Stored entries
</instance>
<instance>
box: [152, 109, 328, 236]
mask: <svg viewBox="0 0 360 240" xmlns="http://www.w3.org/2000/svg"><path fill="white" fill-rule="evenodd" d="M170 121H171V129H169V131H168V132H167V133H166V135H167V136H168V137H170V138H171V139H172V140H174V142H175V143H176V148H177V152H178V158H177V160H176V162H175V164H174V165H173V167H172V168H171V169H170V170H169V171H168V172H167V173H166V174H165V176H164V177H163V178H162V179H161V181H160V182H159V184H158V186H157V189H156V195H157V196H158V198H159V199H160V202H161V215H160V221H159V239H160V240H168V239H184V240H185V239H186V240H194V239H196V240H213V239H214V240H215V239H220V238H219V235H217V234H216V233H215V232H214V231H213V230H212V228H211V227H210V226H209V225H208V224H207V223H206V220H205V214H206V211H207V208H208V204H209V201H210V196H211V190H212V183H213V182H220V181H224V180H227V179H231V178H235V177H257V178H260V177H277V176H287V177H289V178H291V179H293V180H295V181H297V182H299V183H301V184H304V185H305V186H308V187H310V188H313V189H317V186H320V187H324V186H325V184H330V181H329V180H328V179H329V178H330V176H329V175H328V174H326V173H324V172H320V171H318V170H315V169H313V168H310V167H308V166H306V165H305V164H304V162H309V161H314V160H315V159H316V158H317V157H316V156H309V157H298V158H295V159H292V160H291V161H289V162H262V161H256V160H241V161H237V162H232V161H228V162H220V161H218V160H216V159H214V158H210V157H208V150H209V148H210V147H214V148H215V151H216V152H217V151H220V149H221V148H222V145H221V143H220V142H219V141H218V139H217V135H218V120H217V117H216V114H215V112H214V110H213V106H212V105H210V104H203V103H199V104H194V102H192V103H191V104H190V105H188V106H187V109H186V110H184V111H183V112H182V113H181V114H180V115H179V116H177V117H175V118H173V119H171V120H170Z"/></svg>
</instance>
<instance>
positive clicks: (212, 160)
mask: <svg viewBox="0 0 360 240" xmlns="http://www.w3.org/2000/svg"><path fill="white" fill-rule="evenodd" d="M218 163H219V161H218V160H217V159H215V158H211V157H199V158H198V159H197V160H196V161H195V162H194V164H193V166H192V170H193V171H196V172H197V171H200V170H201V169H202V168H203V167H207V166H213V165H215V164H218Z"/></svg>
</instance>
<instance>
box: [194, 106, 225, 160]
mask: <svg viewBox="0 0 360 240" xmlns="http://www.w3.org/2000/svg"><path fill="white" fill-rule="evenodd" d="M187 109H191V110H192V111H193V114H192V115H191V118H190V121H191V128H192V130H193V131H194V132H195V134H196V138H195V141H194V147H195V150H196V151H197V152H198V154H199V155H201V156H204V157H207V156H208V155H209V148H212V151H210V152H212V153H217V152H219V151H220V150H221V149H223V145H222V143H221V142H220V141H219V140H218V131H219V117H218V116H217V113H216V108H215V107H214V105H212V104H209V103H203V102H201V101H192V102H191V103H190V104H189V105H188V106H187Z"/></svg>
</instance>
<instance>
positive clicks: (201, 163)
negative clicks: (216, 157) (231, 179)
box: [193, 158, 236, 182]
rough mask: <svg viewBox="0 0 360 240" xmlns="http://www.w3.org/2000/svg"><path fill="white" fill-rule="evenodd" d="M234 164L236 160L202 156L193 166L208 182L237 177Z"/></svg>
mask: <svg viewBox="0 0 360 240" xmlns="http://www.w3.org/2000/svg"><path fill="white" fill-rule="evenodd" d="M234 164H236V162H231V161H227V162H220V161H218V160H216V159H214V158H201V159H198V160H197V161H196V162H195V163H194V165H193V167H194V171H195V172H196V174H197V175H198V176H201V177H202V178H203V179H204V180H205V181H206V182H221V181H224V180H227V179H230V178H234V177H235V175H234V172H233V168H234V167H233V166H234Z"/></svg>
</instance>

[Task prompt] Your output should match the records above word for word.

[Solution below]
</instance>
<instance>
box: [152, 109, 328, 236]
mask: <svg viewBox="0 0 360 240" xmlns="http://www.w3.org/2000/svg"><path fill="white" fill-rule="evenodd" d="M170 121H171V129H169V131H168V132H167V133H166V135H167V136H168V137H170V138H171V139H172V140H174V142H175V143H176V148H177V152H178V158H177V160H176V162H175V164H174V165H173V167H172V168H171V169H170V170H169V171H168V172H167V173H166V174H165V176H164V177H163V178H162V179H161V181H160V182H159V184H158V186H157V189H156V195H157V196H158V198H159V199H160V202H161V215H160V221H159V239H160V240H168V239H184V240H185V239H186V240H194V239H196V240H213V239H214V240H215V239H220V238H219V235H217V234H216V233H215V232H214V231H213V230H212V228H211V227H210V226H209V225H208V224H207V223H206V220H205V214H206V211H207V208H208V204H209V201H210V196H211V190H212V183H213V182H220V181H224V180H227V179H231V178H235V177H257V178H260V177H277V176H287V177H289V178H291V179H293V180H295V181H297V182H299V183H301V184H304V185H305V186H308V187H310V188H313V189H317V186H320V187H324V186H325V184H330V181H329V180H328V179H329V178H330V176H329V175H328V174H326V173H324V172H320V171H318V170H315V169H313V168H310V167H308V166H306V165H305V164H304V162H309V161H314V160H315V159H316V158H317V157H316V156H309V157H298V158H295V159H292V160H291V161H289V162H262V161H256V160H241V161H237V162H232V161H228V162H220V161H218V160H216V159H214V158H210V157H208V150H209V148H210V147H214V148H215V151H216V152H217V151H220V149H221V148H222V145H221V143H220V142H219V141H218V139H217V135H218V120H217V117H216V114H215V112H214V110H213V106H212V105H210V104H203V103H199V104H194V102H192V103H191V104H190V105H188V106H187V109H186V110H184V111H183V112H182V113H181V114H180V115H179V116H177V117H175V118H173V119H171V120H170Z"/></svg>
</instance>
<instance>
positive clicks: (212, 160)
mask: <svg viewBox="0 0 360 240" xmlns="http://www.w3.org/2000/svg"><path fill="white" fill-rule="evenodd" d="M218 163H219V161H218V160H217V159H215V158H211V157H199V158H198V159H197V160H196V161H195V162H194V164H193V166H192V170H193V171H196V172H197V171H200V170H201V169H202V168H203V167H207V166H213V165H215V164H218Z"/></svg>
</instance>
<instance>
box: [194, 106, 225, 160]
mask: <svg viewBox="0 0 360 240" xmlns="http://www.w3.org/2000/svg"><path fill="white" fill-rule="evenodd" d="M187 109H191V110H192V111H193V114H192V115H191V118H190V121H191V128H192V130H193V131H194V132H195V134H196V138H195V141H194V147H195V150H196V151H197V152H198V154H199V155H201V156H204V157H207V156H208V155H209V148H212V151H210V152H212V153H217V152H219V151H220V150H221V149H223V145H222V143H221V142H220V141H219V140H218V131H219V117H218V116H217V113H216V108H215V107H214V105H212V104H209V103H203V102H201V101H192V102H191V103H190V104H189V105H188V106H187Z"/></svg>
</instance>
<instance>
positive clicks: (201, 163)
negative clicks: (216, 157) (231, 179)
box: [193, 158, 236, 182]
rough mask: <svg viewBox="0 0 360 240" xmlns="http://www.w3.org/2000/svg"><path fill="white" fill-rule="evenodd" d="M234 164L236 160L202 156L193 166L208 182L237 177Z"/></svg>
mask: <svg viewBox="0 0 360 240" xmlns="http://www.w3.org/2000/svg"><path fill="white" fill-rule="evenodd" d="M234 164H236V162H231V161H227V162H220V161H218V160H216V159H214V158H201V159H198V160H197V161H196V162H195V163H194V165H193V167H194V171H195V172H196V174H197V175H198V176H201V177H202V178H203V179H204V180H205V181H206V182H221V181H224V180H227V179H230V178H234V177H235V175H234V172H233V168H234V167H233V166H234Z"/></svg>
</instance>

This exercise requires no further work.